1 Measures of dissimilarities

1.1 Classical distances

A distance function or metric on the space \(\mathbb{R}^n,\:n\geq 1\), is a function \(d:\mathbb{R}^n\times\mathbb{R}^n\rightarrow \mathbb{R}\).

It must satisfy some required axioms.

P1. \(d(\mathbf{x},\mathbf{y})= 0\iff \mathbf{x}=\mathbf{y}\) (identity of indiscernibles);

P2. \(d(\mathbf{x},\mathbf{y})= d(\mathbf{y},\mathbf{x})\) (symmetry);

P3. \(d(\mathbf{x},\mathbf{y})+d(\mathbf{y},\mathbf{z})\geq d(\mathbf{x},\mathbf{z})\) (triangle inequality),

where \(\mathbf{x}=(x_1,\cdots,x_n)\), \(\mathbf{y}=(y_1,\cdots,y_n)\) and \(\mathbf{z}=(z_1,\cdots,z_n)\) are any three vectors of \(\mathbb{R}^n\).

PROVIDED RECORDS
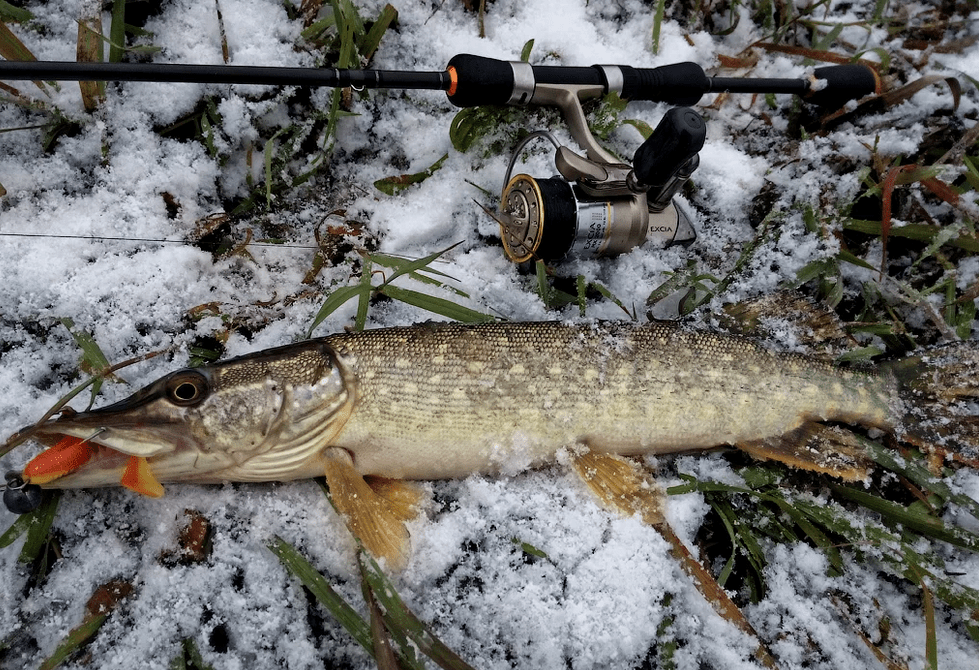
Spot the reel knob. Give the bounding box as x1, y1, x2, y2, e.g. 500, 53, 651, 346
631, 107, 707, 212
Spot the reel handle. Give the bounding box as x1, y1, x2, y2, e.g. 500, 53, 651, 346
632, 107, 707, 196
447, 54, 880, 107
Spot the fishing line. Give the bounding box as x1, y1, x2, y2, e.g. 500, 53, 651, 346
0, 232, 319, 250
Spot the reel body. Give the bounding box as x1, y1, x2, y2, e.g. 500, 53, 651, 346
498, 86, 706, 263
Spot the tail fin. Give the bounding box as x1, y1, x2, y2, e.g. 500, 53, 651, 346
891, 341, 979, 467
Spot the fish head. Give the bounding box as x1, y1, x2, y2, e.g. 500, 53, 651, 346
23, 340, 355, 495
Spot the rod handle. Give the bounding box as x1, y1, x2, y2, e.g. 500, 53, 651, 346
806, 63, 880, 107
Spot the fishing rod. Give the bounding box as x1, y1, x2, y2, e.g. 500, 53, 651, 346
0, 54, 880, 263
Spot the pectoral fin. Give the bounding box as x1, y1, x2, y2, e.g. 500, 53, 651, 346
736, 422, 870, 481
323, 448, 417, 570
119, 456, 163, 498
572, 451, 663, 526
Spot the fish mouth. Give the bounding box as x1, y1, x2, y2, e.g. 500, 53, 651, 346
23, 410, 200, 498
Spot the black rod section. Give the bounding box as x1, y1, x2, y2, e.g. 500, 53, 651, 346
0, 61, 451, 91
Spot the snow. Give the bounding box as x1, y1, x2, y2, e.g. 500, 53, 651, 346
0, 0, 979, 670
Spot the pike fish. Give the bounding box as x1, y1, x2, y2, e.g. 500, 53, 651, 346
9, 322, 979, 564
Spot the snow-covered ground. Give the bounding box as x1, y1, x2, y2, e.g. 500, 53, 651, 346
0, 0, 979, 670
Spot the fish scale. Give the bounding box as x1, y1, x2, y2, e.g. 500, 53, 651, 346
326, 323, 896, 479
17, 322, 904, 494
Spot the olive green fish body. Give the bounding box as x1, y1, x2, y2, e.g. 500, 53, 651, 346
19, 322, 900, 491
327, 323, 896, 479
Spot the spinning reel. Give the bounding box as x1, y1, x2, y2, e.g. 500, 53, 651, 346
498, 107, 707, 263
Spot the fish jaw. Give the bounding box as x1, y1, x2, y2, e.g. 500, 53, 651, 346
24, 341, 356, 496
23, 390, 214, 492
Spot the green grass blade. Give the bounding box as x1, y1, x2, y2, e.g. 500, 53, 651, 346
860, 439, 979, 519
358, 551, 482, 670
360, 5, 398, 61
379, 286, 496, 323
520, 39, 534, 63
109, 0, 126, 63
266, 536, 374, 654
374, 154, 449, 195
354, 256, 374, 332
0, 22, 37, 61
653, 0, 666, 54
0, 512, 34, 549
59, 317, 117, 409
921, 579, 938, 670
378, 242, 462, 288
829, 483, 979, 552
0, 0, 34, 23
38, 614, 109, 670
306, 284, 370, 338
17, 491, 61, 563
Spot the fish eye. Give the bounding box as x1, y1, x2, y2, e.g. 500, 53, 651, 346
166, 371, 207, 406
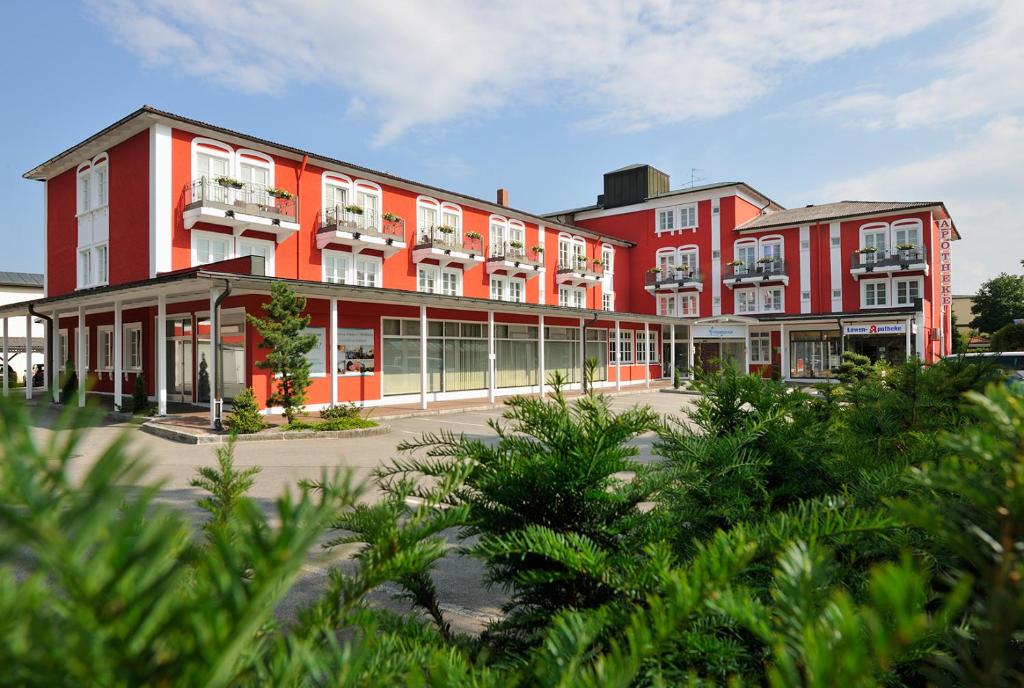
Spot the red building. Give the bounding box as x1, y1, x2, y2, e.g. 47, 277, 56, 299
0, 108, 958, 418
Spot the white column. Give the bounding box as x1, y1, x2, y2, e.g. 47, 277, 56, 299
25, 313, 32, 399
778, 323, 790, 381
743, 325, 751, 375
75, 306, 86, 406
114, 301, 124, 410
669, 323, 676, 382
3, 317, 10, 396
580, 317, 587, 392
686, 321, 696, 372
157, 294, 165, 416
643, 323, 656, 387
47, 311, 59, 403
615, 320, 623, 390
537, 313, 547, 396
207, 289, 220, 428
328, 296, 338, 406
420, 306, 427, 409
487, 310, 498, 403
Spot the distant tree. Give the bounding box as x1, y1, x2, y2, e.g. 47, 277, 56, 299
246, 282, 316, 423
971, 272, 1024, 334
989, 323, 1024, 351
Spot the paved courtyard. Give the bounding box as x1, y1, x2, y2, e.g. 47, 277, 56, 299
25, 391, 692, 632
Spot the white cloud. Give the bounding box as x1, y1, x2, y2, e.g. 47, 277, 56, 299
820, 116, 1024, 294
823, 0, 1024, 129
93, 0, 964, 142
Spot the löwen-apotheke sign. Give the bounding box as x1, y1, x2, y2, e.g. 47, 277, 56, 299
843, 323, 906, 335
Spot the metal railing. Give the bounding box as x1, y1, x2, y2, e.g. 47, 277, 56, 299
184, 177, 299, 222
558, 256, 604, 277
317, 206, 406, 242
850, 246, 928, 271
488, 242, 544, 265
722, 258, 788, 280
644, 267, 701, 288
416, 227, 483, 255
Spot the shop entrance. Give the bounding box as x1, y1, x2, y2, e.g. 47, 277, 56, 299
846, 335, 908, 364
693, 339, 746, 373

TASK 1
In the text on classical distances, what name is given to property P2?
TASK 2
Can you arrange the records from the line with "Spot the white column." to the end of the records as a JSON list of strings, one string per line, leaving out blank lines?
The text and the records have no connection to each other.

TASK SOLUTION 1
Symmetry.

TASK SOLUTION 2
[
  "Spot the white column. Give the bounding box as x1, y1, x2, y2, e.g. 47, 277, 56, 299",
  "25, 313, 32, 399",
  "778, 323, 790, 381",
  "743, 325, 751, 375",
  "75, 306, 86, 406",
  "114, 301, 124, 410",
  "669, 323, 676, 382",
  "3, 317, 10, 396",
  "580, 317, 587, 392",
  "686, 321, 696, 372",
  "157, 294, 165, 416",
  "643, 323, 656, 387",
  "47, 311, 59, 403",
  "615, 320, 623, 390",
  "537, 313, 547, 396",
  "207, 289, 220, 428",
  "328, 296, 338, 406",
  "420, 306, 427, 409",
  "487, 310, 498, 403",
  "Spot the distant tree. Give the bounding box as x1, y1, x2, y2, e.g. 47, 277, 56, 299",
  "246, 282, 316, 423",
  "971, 272, 1024, 334",
  "989, 323, 1024, 351",
  "Spot the paved courtyard. Give the bounding box as x1, y1, x2, y2, e.g. 47, 277, 56, 299",
  "25, 391, 692, 632",
  "Spot the white cloud. Give the bounding box as x1, y1, x2, y2, e.g. 47, 277, 56, 299",
  "820, 116, 1024, 294",
  "823, 0, 1024, 129",
  "93, 0, 964, 142",
  "Spot the löwen-apotheke sign. Give the bounding box as x1, y1, x2, y2, e.g. 47, 277, 56, 299",
  "843, 323, 906, 335",
  "Spot the metal railing. Give the bounding box as x1, y1, x2, y2, e.g. 47, 277, 56, 299",
  "184, 177, 299, 222",
  "558, 256, 604, 277",
  "317, 206, 406, 242",
  "850, 246, 928, 271",
  "488, 242, 544, 265",
  "722, 258, 788, 280",
  "644, 267, 701, 288",
  "416, 227, 483, 255",
  "Spot the shop entrance. Give the bounding box as x1, y1, x2, y2, e.g. 47, 277, 56, 299",
  "846, 335, 908, 364",
  "693, 339, 746, 373"
]